=== Section Start ===

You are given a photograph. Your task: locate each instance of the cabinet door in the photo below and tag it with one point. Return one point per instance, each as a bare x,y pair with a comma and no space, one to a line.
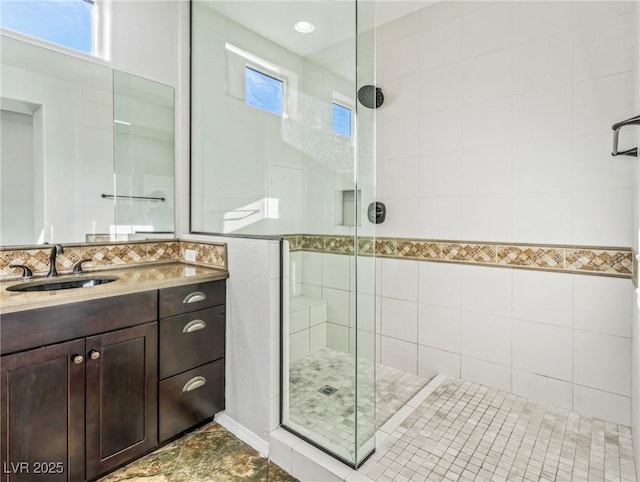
122,397
43,414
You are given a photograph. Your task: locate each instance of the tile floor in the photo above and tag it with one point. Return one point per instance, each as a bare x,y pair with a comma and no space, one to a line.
330,419
209,454
465,431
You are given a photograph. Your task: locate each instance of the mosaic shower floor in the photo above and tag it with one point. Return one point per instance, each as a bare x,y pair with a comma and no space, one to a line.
329,418
209,454
464,431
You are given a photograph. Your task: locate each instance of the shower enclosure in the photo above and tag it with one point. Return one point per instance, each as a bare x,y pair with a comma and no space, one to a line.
282,148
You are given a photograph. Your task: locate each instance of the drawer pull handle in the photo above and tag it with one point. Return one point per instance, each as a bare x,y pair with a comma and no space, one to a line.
194,297
194,325
194,383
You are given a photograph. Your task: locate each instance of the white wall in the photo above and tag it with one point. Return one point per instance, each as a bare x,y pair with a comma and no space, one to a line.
17,176
252,377
74,120
558,338
497,122
635,354
497,127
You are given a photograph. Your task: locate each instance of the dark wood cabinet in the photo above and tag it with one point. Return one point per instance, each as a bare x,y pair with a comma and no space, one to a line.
43,403
122,397
102,391
87,387
192,346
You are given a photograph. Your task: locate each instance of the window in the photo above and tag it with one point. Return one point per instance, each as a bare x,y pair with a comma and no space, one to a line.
263,91
64,22
341,120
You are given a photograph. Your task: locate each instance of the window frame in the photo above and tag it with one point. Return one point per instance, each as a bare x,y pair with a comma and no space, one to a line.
271,75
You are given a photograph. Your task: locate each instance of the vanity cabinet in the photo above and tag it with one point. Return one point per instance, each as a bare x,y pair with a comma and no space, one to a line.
87,387
192,346
43,403
74,410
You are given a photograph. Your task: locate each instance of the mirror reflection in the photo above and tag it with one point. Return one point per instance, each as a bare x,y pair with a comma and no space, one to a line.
64,160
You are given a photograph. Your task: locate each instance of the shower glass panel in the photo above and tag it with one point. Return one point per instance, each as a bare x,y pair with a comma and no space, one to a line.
143,133
281,147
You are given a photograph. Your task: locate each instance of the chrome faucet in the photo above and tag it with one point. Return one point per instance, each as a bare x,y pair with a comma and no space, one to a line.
55,251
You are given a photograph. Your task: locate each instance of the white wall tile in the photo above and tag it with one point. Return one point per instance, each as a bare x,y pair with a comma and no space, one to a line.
440,131
298,345
594,51
543,218
487,290
399,354
599,102
400,279
400,319
543,166
311,268
431,362
595,222
439,327
544,297
602,362
487,124
486,337
318,314
337,305
542,389
543,115
440,284
400,138
318,337
486,373
400,179
533,20
487,171
592,164
486,30
487,217
486,77
338,337
603,305
438,13
542,349
439,89
603,405
441,174
543,63
441,217
399,58
440,45
402,217
400,97
298,320
335,271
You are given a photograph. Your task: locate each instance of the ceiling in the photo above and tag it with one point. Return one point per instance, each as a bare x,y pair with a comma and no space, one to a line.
335,20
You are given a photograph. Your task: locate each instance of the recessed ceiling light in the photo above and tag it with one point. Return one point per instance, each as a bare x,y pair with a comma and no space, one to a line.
304,27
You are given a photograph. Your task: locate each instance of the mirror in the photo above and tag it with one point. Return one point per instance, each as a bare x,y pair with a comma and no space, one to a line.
68,171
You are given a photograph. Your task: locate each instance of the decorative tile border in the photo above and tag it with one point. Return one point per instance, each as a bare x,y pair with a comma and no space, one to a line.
572,259
105,255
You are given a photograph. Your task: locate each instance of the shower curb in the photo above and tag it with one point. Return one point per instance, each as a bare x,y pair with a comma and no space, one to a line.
306,462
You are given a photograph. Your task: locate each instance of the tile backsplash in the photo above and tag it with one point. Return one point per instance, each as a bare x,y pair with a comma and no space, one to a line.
103,255
609,261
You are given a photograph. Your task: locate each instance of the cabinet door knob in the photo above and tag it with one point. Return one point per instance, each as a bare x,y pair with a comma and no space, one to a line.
194,325
194,297
194,383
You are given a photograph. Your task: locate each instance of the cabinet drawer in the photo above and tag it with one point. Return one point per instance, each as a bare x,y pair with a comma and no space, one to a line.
191,340
184,299
190,398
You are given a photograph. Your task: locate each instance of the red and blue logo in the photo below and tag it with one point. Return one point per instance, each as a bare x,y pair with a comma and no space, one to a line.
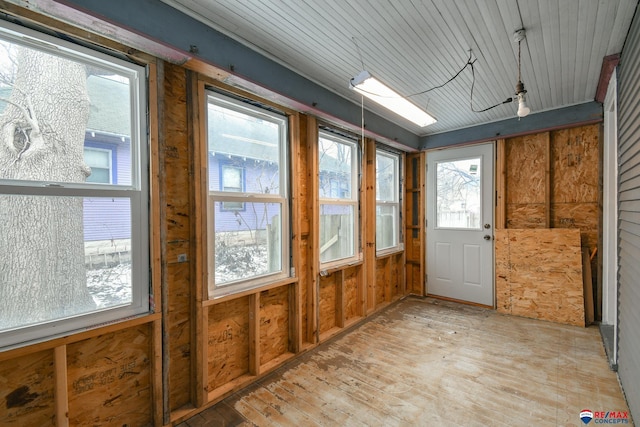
604,417
586,416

=== Section End ===

Your goal:
Drop the pictures and give every line above again exactly.

Finished exercise:
You are given a photograph. Your task: locate each instance of the cabinet door in the photo below and tag it with one point. Return one point per instance, each as a bare x,y pair with a comma and no space, one to a line.
122,397
43,414
You are given a photograph. Your task: locate each instance of the tile floor in the photo above and tag it with one point. Return one point per instance, each as a bare x,y pair with a comma and no space, one to a line.
330,419
209,454
465,431
You are given a photograph. Your task: locate each instance of the mosaic shower floor in the photo above and tag it with one point. Return one point per instance, each as a bare x,y pair with a comma and no space, one to a line.
329,418
209,454
464,431
You are given a photograph. Your task: locate each instance of the shower enclosure in the photo above and tag it with one point. Return one point per instance, each as a bare x,y pair with a comma and no space, one to a line.
282,148
You are given a photograph. Your task: locate each instance of the drawer pull handle in the photo above and tag it with one point. Return one point per instance, each as a bare x,y pair with a comma and no space, one to a line.
194,297
194,325
194,383
You are given a photograph. Your task: locate each instance of the white wall in the photo above and tag it with one point. Return one point per instance, each as a bare x,y pair with a comma and no space, one to a line.
17,176
252,377
74,120
558,338
497,122
635,354
497,127
You are given a photograph. Your task: locate each instance of the dark wood cabinet in the photo above and tag it with one point. Return one point per instance, each as a bare x,y pair with a comma and no space, one to a line.
43,403
122,397
102,391
87,387
192,346
You are given a photograph. Your task: locate each instance of the window in the photo above and tag it with one point. Return one point per instance, each as a bare x,y pair with a comma and no space, one to a line.
263,91
64,22
341,120
You are given a photograph. Your task: locate each instance of the window frame in the photo above and tag it with one point. Return one point per instance, each as a bare x,y pair with a comma and no space, one to a line.
271,75
You are given a photograph. Your task: locate each instance of the vanity cabinet in the photo above and tag it with one point. Return one point per instance, each as a bare x,y pair with a comma and no space, one to a line.
87,387
192,346
43,403
74,410
You are given a photograph. Your task: locate each instance of the mirror reflection in the photo above and tag it with one point. Return one point per instance, each as a bare x,y pair with a comma and no space, one to a line.
64,160
You are given a photograph. Your task: locate each instance of the shower glass panel in the photo above and tag it with one point. Return one point per instance, each as a bare x,y pair with a comma and no space, one to a line.
143,133
281,147
You are given a photograph. Your task: locate each instance of the chrome faucet in the photo above and tag it with one point. Return one point per instance, each as a bare x,y pair with a comma and no space, one to a line.
55,251
You are given a photograph. Your task: locate each instance of the white wall tile in the photo above and tag it with one point. Return one point per instance, each as a bare x,y pair with a comma and no space, one to a line.
440,131
298,345
594,51
543,218
487,290
399,354
599,102
400,279
400,319
543,166
311,268
431,362
595,222
439,327
544,297
602,362
487,124
486,337
318,314
337,305
542,389
543,115
440,284
400,138
318,337
486,373
400,179
533,20
487,171
592,164
486,30
487,217
486,77
338,337
603,305
438,13
542,349
439,89
603,405
441,174
543,63
441,217
399,58
440,45
402,217
400,97
298,320
335,271
You are given a photograph. Your task: locate each instance of the ceiling in the photo above and tag it with one point. Return one point per instance, each as a bare x,y pair with a comma and no space, one to a line.
335,20
You are given a photograph. Your task: locate each instance of the recessed ceiling light in the photo above and tag it with one point. Return one point per instance, each as a bare x,y pair with a comma and no space, one to a line.
304,27
You are given a photograph. Your task: locate each instance of the mirror in the photo above and tag it with one point. Return one point per instance, each as a bare x,y pair with a comma and no space, one to a line.
68,171
You are given a photograph. Your task: locate each instance of the decorative tile border in the photo above and tag it with one point. Return one point per instance, each as a bare x,y pair with a comma and no space, one to a line.
572,259
105,255
You are given a photograph. Your task: locate each instance of the shower curb in the photo above and tag it with one point. Return one point per instance, each as a bare x,y pair with a comma and no space, one to a line.
306,462
You are given a photograph. Your task: locate each instance of the tile backsplash in the photo above and tag it with one point. Return one point per instance, each as a bare x,y pair with a comma and no space, one to a line.
103,255
609,261
You are given a photograph. Your task: locate each instance of the cabinet door knob in the photo above and tag it with one point. Return one point per instance, each as a bare x,y pair with a comma and no space, one to a line.
194,325
194,297
194,383
You are given a photograph. Your task: locate each instance of the cabinet drawer in the photo above and tag it with one point. Return one point per instance, each as a bare x,y pair with a comma and no space, one to a line.
191,340
184,299
190,398
You are given a photograph. Your task: locate each instance of the red and blue logo in the photo below and tag it with one point. Return one point per instance, each as a bare x,y pair with a comma and no space, one to a line.
604,417
586,416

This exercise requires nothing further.